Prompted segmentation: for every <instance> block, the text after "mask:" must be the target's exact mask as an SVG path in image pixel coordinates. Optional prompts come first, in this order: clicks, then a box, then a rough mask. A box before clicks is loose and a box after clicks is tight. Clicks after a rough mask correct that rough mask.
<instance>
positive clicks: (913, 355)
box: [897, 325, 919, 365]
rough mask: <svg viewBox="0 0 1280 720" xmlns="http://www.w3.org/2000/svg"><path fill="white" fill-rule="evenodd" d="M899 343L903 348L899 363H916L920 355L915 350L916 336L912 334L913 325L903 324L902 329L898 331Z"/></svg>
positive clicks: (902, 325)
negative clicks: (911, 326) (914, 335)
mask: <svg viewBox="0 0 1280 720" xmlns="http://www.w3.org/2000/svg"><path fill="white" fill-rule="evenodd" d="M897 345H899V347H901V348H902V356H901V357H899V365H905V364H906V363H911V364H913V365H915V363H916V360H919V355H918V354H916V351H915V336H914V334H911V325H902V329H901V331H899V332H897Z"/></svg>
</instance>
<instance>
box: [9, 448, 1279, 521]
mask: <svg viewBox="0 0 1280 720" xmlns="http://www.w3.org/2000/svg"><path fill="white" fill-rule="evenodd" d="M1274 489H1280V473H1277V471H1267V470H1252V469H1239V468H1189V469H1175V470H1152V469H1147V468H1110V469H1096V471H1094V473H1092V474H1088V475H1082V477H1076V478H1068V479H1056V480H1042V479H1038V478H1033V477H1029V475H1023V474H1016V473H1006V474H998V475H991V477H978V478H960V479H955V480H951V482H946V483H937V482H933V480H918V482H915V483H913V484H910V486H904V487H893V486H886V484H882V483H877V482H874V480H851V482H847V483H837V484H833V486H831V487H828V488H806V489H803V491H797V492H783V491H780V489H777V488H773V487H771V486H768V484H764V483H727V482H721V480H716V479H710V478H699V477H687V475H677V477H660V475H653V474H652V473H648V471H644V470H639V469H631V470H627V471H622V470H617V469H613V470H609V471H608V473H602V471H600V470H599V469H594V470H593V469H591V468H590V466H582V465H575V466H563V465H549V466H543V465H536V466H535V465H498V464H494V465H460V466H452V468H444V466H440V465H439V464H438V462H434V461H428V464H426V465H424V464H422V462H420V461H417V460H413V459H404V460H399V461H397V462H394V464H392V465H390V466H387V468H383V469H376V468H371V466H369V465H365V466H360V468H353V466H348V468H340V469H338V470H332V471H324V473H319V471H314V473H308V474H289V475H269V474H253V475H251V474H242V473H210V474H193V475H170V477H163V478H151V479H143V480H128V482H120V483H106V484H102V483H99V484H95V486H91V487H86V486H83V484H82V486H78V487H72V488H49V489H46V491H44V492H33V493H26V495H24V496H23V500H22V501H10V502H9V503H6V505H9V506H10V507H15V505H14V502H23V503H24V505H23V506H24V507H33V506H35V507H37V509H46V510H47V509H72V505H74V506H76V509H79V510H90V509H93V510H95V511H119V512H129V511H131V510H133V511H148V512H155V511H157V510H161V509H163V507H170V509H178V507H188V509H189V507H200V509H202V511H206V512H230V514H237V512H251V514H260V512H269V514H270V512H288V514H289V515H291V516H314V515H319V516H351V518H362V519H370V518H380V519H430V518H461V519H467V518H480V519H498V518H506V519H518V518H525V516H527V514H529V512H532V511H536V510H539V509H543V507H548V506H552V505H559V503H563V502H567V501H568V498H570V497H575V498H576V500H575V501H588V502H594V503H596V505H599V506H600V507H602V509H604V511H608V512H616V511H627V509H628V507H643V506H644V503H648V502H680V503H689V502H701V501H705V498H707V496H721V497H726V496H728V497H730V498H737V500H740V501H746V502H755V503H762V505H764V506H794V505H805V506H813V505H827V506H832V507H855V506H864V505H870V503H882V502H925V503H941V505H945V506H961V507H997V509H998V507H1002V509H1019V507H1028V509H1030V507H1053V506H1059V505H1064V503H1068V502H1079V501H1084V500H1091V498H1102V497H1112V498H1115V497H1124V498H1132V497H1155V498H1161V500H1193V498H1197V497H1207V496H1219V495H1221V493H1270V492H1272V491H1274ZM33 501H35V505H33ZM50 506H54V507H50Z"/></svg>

====

▶ [Assigned task]:
Each entry above needs to be duplicated exactly.

▶ [Completed task]:
Prompted segmentation: for every <instance> block, the text after "mask:" must be the target's exact mask as an SVG path in image pixel coordinates. Optional prompts come first, in this order: clicks, then a box, then a rough mask. A box before clicks is loose and a box after clicks is tight. Clicks after a rough mask correct that rough mask.
<instance>
positive clicks: (913, 355)
box: [897, 325, 919, 365]
rough mask: <svg viewBox="0 0 1280 720" xmlns="http://www.w3.org/2000/svg"><path fill="white" fill-rule="evenodd" d="M899 343L903 348L899 363H916L920 355L915 350L916 336L912 334L913 325L903 324L902 329L898 331Z"/></svg>
positive clicks: (902, 325)
negative clicks: (911, 326) (914, 335)
mask: <svg viewBox="0 0 1280 720" xmlns="http://www.w3.org/2000/svg"><path fill="white" fill-rule="evenodd" d="M897 345H899V347H901V348H902V356H901V357H899V365H905V364H906V363H911V364H913V365H915V363H916V360H919V355H918V354H916V351H915V336H914V334H911V325H902V329H901V331H899V332H897Z"/></svg>
</instance>
<instance>
box: [9, 448, 1279, 521]
mask: <svg viewBox="0 0 1280 720" xmlns="http://www.w3.org/2000/svg"><path fill="white" fill-rule="evenodd" d="M1274 489H1280V473H1277V471H1267V470H1252V469H1239V468H1189V469H1175V470H1152V469H1147V468H1110V469H1096V471H1094V473H1092V474H1088V475H1082V477H1076V478H1068V479H1056V480H1042V479H1038V478H1033V477H1029V475H1023V474H1016V473H1006V474H998V475H991V477H978V478H960V479H955V480H951V482H946V483H937V482H933V480H918V482H915V483H913V484H910V486H904V487H893V486H886V484H882V483H877V482H874V480H851V482H847V483H837V484H833V486H831V487H828V488H806V489H803V491H797V492H783V491H780V489H777V488H773V487H771V486H768V484H764V483H727V482H721V480H716V479H710V478H699V477H687V475H677V477H660V475H653V474H652V473H648V471H644V470H639V469H631V470H627V471H622V470H617V469H613V470H609V471H608V473H602V471H600V470H599V469H594V470H593V469H591V468H590V466H582V465H575V466H563V465H549V466H543V465H536V466H535V465H498V464H494V465H460V466H452V468H444V466H440V465H439V464H438V462H434V461H428V464H426V465H424V464H422V462H420V461H417V460H413V459H404V460H399V461H397V462H394V464H392V465H390V466H387V468H383V469H376V468H371V466H369V465H365V466H360V468H353V466H348V468H340V469H338V470H332V471H324V473H319V471H314V473H308V474H289V475H269V474H253V475H251V474H242V473H210V474H193V475H170V477H163V478H151V479H143V480H128V482H120V483H106V484H102V483H99V484H95V486H91V487H86V486H83V484H82V486H78V487H72V488H49V489H46V491H44V492H33V493H26V495H24V496H23V500H22V501H10V502H9V503H6V505H9V506H10V507H15V505H14V502H23V503H24V505H23V506H24V507H33V506H35V507H37V509H46V510H47V509H72V505H74V506H76V509H79V510H90V509H93V510H95V511H119V512H129V511H131V510H133V511H148V512H155V511H157V510H161V509H163V507H170V509H178V507H188V509H189V507H200V509H202V511H206V512H230V514H237V512H251V514H260V512H269V514H270V512H288V514H289V515H291V516H314V515H319V516H351V518H362V519H370V518H380V519H430V518H461V519H467V518H480V519H498V518H506V519H518V518H525V516H527V514H529V512H532V511H536V510H539V509H543V507H548V506H552V505H559V503H563V502H567V501H568V498H570V497H575V498H576V500H575V501H588V502H594V503H596V505H599V506H600V507H602V509H604V511H608V512H616V511H627V509H628V507H643V506H644V503H648V502H680V503H689V502H701V501H705V498H707V496H721V497H726V496H728V497H730V498H737V500H740V501H746V502H755V503H762V505H764V506H794V505H805V506H813V505H827V506H832V507H855V506H864V505H870V503H882V502H925V503H941V505H945V506H961V507H997V509H998V507H1002V509H1019V507H1028V509H1030V507H1053V506H1059V505H1064V503H1068V502H1079V501H1084V500H1091V498H1102V497H1112V498H1115V497H1124V498H1132V497H1155V498H1161V500H1193V498H1197V497H1207V496H1219V495H1221V493H1270V492H1272V491H1274ZM33 501H35V505H33ZM50 506H54V507H50Z"/></svg>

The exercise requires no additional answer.